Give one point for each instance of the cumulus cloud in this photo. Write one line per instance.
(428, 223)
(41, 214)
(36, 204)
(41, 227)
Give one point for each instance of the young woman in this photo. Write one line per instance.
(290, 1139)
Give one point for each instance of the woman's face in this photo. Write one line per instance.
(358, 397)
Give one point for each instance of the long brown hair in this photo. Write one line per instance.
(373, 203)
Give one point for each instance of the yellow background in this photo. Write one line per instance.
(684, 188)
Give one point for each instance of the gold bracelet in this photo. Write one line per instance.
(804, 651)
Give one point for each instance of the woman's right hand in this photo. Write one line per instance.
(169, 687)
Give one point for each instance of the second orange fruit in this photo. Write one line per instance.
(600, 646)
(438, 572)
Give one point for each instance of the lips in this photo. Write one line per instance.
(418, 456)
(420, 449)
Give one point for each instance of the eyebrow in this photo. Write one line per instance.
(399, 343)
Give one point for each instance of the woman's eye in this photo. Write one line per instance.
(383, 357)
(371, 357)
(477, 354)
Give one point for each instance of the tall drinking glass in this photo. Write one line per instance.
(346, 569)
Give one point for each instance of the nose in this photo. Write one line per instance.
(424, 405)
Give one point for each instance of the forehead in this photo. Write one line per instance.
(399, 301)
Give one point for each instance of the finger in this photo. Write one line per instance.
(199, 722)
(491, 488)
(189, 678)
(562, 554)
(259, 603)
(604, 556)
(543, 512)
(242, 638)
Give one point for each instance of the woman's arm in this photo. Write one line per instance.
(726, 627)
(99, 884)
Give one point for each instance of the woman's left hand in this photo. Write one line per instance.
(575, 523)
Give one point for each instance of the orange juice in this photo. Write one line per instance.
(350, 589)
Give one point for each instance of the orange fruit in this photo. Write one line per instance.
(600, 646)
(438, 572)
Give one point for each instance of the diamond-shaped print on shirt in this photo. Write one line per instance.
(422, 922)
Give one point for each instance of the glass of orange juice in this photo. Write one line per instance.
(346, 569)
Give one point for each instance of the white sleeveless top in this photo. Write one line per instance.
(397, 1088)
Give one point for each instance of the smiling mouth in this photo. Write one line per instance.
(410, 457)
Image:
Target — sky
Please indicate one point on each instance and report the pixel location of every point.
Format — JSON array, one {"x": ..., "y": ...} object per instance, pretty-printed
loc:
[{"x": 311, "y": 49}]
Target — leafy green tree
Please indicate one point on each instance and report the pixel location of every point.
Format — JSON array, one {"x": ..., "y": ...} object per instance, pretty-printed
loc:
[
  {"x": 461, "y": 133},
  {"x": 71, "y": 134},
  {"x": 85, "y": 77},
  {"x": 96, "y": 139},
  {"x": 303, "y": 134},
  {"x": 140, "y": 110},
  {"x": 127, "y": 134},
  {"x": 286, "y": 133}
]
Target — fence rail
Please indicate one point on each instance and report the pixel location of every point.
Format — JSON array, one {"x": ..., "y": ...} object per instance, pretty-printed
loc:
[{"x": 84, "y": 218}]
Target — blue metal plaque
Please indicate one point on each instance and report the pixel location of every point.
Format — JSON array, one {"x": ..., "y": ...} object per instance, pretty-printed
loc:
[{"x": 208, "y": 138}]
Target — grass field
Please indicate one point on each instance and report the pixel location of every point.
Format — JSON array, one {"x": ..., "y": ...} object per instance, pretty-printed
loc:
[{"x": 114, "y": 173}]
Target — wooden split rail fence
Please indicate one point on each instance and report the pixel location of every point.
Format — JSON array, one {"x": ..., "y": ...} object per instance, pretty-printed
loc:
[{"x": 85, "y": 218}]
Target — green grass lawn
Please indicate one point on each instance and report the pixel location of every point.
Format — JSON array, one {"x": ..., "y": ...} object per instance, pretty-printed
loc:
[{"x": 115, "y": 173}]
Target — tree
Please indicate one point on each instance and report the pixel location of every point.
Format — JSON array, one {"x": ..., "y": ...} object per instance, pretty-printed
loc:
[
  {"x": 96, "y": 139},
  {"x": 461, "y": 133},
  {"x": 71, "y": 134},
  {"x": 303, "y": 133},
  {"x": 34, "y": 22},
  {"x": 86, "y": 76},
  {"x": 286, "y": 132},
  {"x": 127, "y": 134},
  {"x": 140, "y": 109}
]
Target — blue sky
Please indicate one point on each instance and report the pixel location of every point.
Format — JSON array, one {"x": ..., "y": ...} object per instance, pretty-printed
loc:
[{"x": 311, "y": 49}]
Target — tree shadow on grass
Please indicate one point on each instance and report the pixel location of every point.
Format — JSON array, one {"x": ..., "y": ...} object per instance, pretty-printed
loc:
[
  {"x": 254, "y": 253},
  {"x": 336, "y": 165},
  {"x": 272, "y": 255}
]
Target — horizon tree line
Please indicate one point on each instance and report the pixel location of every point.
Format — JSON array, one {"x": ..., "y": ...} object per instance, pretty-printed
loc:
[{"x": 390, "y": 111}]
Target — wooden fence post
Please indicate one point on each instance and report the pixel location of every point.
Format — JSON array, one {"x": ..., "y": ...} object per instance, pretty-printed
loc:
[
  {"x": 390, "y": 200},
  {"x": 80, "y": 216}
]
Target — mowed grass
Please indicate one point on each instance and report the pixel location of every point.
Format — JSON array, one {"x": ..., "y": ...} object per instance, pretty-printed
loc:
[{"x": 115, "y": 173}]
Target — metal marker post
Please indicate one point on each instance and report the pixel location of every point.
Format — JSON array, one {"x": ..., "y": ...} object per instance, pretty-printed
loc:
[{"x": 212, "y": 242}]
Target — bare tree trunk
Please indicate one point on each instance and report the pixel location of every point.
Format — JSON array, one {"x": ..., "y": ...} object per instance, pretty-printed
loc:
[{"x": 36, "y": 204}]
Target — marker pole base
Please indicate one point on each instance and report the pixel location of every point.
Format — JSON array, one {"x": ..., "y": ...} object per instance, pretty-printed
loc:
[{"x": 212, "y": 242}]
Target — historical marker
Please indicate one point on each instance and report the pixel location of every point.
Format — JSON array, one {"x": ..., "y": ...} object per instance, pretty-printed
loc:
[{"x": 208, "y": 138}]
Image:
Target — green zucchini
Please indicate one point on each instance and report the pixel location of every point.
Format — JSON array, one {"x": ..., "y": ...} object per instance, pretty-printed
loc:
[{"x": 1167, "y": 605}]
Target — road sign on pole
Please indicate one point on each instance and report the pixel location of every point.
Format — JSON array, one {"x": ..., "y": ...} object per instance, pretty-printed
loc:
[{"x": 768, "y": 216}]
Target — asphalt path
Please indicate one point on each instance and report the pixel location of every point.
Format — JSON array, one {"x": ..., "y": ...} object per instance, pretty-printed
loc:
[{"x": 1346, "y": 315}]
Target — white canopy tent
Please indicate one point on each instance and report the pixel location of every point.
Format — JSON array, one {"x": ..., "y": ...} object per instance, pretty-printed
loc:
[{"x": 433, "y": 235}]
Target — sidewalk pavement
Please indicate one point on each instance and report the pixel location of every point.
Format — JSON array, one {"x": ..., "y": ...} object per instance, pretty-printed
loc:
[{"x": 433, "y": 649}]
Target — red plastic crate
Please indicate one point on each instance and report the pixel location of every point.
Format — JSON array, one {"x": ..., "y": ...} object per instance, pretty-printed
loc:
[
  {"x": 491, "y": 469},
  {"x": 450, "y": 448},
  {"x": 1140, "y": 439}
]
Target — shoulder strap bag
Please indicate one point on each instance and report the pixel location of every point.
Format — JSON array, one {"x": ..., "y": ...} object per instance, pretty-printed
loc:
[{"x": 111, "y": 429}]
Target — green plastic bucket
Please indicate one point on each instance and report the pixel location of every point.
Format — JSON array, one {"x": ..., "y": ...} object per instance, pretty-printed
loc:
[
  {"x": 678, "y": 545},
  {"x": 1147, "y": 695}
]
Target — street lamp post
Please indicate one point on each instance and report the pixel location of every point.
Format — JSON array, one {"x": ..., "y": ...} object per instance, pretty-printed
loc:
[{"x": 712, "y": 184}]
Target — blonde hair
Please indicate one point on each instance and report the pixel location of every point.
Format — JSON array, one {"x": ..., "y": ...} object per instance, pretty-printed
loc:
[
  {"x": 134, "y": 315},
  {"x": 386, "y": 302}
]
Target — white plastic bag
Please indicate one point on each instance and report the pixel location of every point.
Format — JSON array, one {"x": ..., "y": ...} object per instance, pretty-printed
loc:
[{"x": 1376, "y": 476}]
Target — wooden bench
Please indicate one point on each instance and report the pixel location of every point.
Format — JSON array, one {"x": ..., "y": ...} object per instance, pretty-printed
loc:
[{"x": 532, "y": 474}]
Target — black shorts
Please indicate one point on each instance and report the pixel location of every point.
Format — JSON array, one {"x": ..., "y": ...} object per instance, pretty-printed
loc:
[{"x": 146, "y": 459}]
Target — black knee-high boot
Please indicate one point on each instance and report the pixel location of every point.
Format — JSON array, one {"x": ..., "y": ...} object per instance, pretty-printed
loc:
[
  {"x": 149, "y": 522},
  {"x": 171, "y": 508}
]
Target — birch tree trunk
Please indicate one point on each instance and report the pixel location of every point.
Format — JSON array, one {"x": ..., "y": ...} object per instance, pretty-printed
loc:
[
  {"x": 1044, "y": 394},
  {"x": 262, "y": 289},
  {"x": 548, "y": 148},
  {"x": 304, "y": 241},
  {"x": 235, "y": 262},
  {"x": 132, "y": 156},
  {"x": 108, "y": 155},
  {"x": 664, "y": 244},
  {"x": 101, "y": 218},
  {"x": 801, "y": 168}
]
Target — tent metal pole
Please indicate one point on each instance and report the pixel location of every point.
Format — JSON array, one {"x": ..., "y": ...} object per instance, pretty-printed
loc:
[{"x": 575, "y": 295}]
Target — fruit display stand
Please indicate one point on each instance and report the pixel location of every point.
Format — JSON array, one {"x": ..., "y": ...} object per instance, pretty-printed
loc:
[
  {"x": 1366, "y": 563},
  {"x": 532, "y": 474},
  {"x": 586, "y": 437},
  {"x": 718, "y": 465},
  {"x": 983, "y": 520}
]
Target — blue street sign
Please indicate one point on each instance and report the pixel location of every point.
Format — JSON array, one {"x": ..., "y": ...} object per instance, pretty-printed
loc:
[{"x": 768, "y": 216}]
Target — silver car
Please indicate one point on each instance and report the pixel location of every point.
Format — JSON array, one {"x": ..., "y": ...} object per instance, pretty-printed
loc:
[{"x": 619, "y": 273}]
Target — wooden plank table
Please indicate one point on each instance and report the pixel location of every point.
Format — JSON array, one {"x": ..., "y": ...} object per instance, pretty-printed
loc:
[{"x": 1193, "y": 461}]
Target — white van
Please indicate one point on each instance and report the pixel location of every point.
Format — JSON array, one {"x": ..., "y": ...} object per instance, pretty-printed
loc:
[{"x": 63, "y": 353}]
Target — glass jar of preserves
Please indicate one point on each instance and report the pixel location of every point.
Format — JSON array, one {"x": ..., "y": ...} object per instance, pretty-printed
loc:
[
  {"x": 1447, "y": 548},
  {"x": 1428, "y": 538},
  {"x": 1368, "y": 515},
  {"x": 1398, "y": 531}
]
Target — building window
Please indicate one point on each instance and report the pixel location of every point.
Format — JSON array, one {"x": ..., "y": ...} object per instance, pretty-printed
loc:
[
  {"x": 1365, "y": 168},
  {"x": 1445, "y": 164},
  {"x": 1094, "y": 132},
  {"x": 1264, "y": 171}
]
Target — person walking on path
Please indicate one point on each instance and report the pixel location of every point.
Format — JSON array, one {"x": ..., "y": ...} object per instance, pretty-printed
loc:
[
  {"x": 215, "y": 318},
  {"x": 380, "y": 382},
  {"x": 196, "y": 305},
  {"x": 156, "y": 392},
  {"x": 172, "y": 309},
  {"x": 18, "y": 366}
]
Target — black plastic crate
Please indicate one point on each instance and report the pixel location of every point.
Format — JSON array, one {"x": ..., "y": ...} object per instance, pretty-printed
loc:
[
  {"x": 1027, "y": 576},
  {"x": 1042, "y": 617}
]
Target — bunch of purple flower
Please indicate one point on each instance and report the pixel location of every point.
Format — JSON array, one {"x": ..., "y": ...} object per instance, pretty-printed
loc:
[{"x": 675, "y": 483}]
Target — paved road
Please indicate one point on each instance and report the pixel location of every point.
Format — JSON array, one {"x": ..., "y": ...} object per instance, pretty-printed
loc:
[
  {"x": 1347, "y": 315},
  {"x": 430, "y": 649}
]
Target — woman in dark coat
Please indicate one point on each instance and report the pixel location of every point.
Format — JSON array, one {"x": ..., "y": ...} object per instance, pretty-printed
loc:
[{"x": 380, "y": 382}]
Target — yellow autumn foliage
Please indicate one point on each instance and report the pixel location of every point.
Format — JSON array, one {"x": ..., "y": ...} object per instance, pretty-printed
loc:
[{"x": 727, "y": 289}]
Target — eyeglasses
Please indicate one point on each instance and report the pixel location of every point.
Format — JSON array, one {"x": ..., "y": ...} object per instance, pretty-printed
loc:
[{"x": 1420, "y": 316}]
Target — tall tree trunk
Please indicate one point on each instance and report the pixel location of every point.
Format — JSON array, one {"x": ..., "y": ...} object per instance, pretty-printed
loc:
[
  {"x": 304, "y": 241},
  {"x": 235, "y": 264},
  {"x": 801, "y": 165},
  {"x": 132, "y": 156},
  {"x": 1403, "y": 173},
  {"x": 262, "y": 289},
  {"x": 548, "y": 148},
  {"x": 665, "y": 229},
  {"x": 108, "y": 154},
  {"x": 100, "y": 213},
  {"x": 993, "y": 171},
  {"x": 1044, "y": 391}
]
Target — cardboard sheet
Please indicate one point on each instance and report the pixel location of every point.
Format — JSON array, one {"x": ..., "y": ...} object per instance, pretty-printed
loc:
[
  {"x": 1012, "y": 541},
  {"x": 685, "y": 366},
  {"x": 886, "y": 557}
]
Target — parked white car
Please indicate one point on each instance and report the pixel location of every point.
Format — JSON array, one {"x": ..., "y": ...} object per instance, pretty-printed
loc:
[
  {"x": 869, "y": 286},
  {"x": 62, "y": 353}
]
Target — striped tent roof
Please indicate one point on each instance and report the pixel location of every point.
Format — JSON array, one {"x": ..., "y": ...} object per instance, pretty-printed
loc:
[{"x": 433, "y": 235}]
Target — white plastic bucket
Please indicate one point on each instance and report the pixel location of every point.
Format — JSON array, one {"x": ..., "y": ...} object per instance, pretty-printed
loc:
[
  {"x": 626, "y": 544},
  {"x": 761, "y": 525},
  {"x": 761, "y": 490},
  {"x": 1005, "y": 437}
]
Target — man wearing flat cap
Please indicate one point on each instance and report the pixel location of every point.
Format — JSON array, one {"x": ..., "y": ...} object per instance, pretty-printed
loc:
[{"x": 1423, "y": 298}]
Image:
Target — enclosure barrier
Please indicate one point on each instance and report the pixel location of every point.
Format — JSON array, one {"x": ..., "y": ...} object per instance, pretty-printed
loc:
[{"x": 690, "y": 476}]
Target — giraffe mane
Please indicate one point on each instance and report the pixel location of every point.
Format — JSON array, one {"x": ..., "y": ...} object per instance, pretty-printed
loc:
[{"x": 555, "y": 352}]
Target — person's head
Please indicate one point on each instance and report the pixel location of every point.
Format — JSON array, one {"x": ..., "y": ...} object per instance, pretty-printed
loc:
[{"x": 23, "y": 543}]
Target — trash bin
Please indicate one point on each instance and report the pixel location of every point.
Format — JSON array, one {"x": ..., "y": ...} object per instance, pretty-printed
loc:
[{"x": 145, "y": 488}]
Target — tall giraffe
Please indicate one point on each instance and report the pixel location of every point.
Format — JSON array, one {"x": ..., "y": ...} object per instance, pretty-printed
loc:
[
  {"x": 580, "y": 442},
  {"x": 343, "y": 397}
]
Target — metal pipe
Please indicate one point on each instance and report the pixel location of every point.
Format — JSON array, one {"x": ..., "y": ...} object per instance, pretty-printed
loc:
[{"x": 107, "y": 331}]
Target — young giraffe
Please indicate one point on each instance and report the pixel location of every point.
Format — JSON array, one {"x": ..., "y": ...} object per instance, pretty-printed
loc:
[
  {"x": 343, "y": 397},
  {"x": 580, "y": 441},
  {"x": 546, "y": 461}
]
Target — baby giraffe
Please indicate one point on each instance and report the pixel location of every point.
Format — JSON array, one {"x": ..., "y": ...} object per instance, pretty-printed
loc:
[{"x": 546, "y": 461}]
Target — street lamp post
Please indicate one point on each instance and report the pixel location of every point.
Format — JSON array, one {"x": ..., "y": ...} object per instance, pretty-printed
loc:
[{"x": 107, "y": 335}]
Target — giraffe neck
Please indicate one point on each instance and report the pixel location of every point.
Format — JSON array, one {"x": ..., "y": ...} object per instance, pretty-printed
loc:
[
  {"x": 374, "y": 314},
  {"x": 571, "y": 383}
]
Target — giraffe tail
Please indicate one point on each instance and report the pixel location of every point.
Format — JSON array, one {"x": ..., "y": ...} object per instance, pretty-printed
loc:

---+---

> PROBLEM STATEMENT
A verbatim transcription is needed of the lines above, starting at the line with "Target — sky" and ending at the line with "Target — leafy green tree", both included, and of nothing else.

> ANSWER FOR THIS EXERCISE
Target — sky
Please indicate one point on each instance and report the pixel location of every point.
Format — JSON array, one {"x": ..., "y": ...} object per instance, pretty-printed
loc:
[{"x": 311, "y": 49}]
Target — leafy green tree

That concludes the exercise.